Exercise instructions> Reproduce verbatim the entries from the beginning through the line containing "point(298, 375)", including that line, and omit the pictures from your answer.

Dataset records>
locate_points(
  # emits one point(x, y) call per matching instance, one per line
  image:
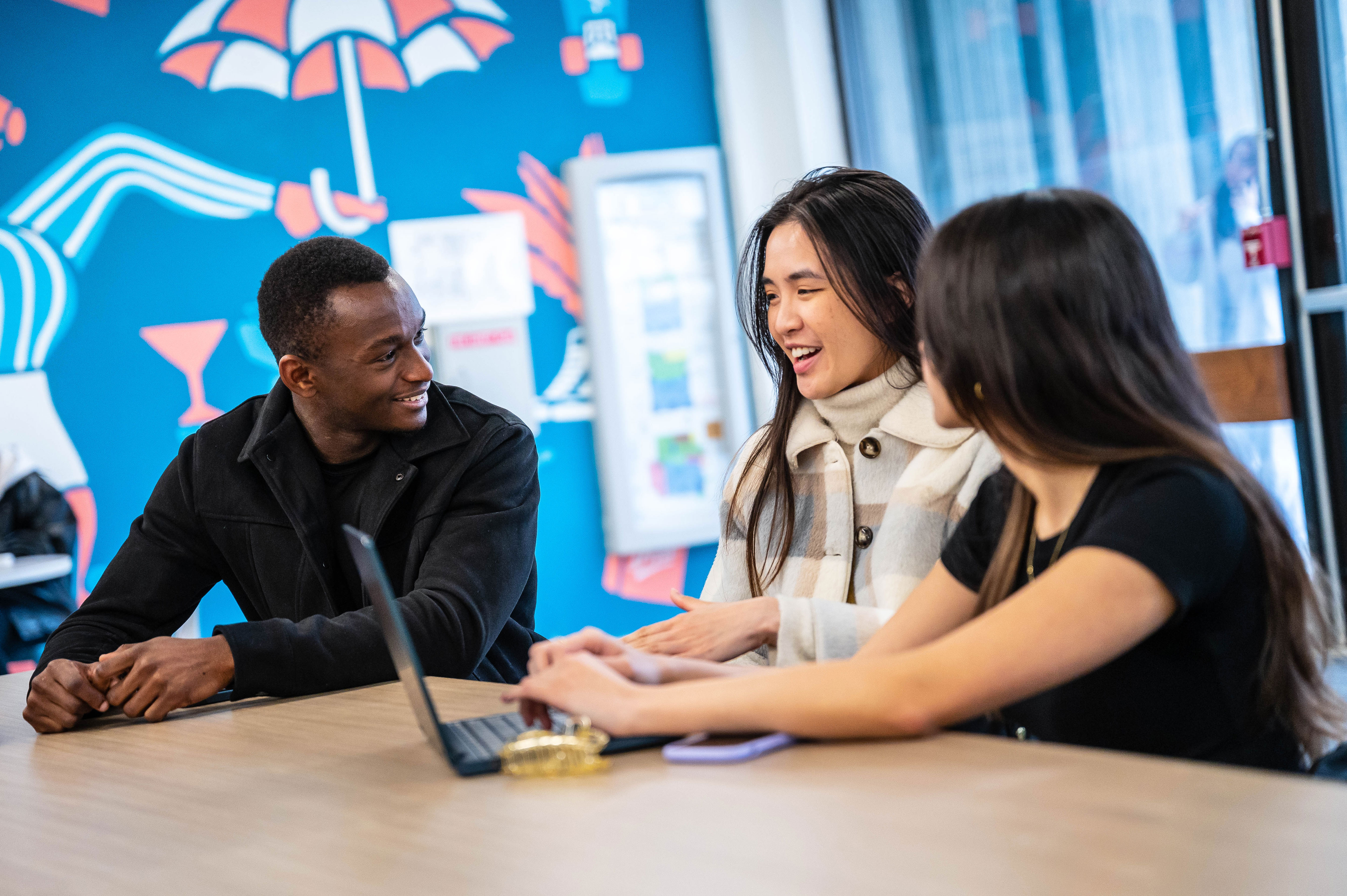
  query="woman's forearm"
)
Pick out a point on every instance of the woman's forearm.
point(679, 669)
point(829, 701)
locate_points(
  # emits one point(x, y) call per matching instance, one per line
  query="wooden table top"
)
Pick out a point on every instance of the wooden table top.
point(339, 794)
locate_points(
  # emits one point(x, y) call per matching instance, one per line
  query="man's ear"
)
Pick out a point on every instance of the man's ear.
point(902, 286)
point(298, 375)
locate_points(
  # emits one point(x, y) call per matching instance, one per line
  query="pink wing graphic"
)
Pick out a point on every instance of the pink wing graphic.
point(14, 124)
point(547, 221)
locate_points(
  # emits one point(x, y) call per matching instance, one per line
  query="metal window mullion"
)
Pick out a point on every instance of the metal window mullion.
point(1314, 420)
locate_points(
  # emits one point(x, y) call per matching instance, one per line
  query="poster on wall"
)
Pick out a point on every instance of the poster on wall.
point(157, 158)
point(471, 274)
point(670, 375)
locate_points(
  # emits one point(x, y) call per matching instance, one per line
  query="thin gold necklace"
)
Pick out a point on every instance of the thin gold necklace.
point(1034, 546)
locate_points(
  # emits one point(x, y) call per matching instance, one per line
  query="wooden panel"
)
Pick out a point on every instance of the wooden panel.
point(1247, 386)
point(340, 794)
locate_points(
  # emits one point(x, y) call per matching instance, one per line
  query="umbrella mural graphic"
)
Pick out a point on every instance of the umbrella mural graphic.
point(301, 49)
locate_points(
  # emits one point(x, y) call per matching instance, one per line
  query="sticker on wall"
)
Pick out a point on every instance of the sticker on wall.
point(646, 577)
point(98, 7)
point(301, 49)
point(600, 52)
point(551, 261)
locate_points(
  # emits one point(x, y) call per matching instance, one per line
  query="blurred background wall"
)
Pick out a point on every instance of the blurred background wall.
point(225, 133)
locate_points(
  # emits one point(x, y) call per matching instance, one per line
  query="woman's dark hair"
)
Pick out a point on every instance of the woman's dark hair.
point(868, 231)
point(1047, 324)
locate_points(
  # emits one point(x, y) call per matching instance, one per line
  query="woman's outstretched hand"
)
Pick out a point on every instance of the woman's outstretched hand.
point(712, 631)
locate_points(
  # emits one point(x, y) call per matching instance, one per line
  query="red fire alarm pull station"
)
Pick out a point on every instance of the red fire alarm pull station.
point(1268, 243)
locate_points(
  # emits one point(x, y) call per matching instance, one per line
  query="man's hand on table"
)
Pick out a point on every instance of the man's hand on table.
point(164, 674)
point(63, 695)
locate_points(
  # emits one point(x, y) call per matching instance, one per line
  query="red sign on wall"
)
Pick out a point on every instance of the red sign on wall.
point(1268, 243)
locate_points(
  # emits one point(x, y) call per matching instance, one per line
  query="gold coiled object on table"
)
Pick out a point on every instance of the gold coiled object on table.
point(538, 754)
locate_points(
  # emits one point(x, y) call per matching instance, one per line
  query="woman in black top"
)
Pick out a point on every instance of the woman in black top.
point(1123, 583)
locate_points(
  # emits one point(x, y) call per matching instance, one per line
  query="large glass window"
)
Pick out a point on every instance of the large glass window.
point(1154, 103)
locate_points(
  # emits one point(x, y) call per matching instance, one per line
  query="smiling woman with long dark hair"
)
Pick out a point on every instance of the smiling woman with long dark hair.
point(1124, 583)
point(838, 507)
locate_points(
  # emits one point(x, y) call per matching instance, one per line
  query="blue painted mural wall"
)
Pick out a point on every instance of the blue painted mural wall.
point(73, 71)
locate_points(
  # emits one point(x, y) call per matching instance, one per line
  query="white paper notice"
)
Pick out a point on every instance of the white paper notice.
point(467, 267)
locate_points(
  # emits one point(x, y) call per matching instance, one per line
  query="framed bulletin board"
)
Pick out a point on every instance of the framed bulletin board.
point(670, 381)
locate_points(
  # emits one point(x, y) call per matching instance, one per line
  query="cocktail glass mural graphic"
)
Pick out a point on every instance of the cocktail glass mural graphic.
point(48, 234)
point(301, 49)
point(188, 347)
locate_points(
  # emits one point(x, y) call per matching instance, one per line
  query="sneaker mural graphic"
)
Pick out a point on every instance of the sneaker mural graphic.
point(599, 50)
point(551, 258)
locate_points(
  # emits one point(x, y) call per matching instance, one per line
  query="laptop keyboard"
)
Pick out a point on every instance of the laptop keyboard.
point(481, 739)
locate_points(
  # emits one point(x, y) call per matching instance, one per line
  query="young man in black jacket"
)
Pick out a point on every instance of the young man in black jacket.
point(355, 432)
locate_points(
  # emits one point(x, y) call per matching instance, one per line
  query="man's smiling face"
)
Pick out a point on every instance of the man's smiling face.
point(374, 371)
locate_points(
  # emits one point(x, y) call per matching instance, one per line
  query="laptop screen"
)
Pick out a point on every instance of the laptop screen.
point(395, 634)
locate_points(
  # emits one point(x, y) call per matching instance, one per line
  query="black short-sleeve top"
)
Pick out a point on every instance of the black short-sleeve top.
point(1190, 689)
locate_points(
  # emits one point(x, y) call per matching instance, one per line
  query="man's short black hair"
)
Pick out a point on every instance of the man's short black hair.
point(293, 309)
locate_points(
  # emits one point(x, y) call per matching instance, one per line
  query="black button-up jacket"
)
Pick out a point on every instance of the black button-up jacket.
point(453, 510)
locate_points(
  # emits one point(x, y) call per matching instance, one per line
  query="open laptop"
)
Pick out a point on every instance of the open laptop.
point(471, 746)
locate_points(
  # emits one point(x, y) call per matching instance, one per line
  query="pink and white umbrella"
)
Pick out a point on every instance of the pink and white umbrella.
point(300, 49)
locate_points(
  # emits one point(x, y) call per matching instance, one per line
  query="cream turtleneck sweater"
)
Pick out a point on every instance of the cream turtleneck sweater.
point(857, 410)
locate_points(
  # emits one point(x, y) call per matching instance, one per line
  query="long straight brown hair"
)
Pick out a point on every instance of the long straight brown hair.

Solution>
locate_points(
  # emits one point(x, y) call per matching instance, one per line
  image:
  query="woman's forearm"
)
Pick out a point on every instance of the woman's forearm.
point(679, 669)
point(829, 701)
locate_points(
  # emits one point(x, y) call per matching instance, one per line
  query="wooden table top"
)
Pick out a point on every instance of the wooden table top.
point(339, 794)
locate_points(
  # emits one point(x, y) call per matching instance, one per line
  query="man's ear"
)
Pick out a point on every instance of the man's ear.
point(902, 286)
point(298, 375)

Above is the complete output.